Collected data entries
______
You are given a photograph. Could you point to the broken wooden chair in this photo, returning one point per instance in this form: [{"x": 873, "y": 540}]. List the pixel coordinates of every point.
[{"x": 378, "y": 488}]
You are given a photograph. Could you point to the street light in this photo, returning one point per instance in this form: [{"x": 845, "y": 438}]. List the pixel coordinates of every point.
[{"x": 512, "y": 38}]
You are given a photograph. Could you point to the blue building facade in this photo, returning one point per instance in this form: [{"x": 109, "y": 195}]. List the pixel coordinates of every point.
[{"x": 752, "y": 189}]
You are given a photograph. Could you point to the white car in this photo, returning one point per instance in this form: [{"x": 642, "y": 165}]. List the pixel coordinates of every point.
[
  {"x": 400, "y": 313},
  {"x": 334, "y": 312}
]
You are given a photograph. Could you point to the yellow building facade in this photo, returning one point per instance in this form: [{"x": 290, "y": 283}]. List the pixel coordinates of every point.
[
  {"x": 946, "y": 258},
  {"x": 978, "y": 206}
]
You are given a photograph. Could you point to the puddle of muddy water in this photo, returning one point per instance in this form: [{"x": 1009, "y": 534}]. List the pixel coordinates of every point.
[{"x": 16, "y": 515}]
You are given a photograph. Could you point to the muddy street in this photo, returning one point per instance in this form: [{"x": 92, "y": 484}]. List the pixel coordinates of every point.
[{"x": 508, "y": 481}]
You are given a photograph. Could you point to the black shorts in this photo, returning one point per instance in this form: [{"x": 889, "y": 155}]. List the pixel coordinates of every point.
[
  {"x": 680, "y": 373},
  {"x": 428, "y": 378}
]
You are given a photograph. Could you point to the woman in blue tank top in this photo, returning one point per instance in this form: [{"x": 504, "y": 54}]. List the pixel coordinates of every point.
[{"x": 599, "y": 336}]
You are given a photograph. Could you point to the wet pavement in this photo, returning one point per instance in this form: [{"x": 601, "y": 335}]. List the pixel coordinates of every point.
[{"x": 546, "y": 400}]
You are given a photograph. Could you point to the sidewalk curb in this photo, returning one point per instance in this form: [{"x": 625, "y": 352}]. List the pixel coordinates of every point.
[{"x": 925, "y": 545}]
______
#### [WHAT THE TASK ASKS]
Each entry above should be repeated exactly, with no line left out.

#### [TASK ANSWER]
You are given a photograph. Could you point to the broken wooden chair in this photo, returning one point per instance in this form: [{"x": 873, "y": 540}]. List the pixel coordinates of every point.
[{"x": 378, "y": 488}]
You are given a photograph. Could you point to the street light in this photo, returning one point per instance in this form: [{"x": 845, "y": 438}]. List the pixel coordinates of every point.
[{"x": 512, "y": 38}]
You are given a photograph. Could you point to the blue building facade in this photo, returning one point per instance in this form: [{"x": 109, "y": 195}]. List the pixel coordinates of every point.
[{"x": 752, "y": 189}]
You are given a photograph. Could you point to the white car in this photo, returning one point per instance in this form: [{"x": 642, "y": 165}]. List the pixel coordinates of every point.
[
  {"x": 400, "y": 313},
  {"x": 334, "y": 312}
]
You are given a photograph. Could you point to the yellow building facade in this photo, returning one point per instance in this form: [{"x": 290, "y": 283}]. List the pixel coordinates of every point.
[
  {"x": 946, "y": 258},
  {"x": 978, "y": 206}
]
You are given a photograph. Could you point to the puddle of muddy water in this photo, returning one point per instance in this form: [{"x": 1009, "y": 534}]. List the pixel coordinates of every point.
[{"x": 16, "y": 515}]
You are given a photograph. Could you point to the muddy street in this photo, returning one point per instance in this form: [{"x": 92, "y": 484}]. List the pixel coordinates of every point.
[{"x": 508, "y": 481}]
You are given a photograph. Could you point to the black shorts in this photo, returning one point per instance in this form: [{"x": 889, "y": 155}]. List the pixel coordinates of every point.
[
  {"x": 680, "y": 373},
  {"x": 428, "y": 378}
]
You are given a photograph. Could you point to the woman in blue tank top in this photo, returning one point per instance in this form: [{"x": 504, "y": 54}]. List the pixel coordinates of every point.
[{"x": 599, "y": 336}]
You are given a photograph. Could you point to the wet pavement in this photo, returning one point per instance in this form: [{"x": 601, "y": 335}]. List the pixel coordinates of every point.
[{"x": 546, "y": 400}]
You are given a photograph. Could you point to the sidewalk curb in this photo, returning one point per instance in this form: [{"x": 625, "y": 352}]. List the pixel coordinates of every point.
[{"x": 925, "y": 545}]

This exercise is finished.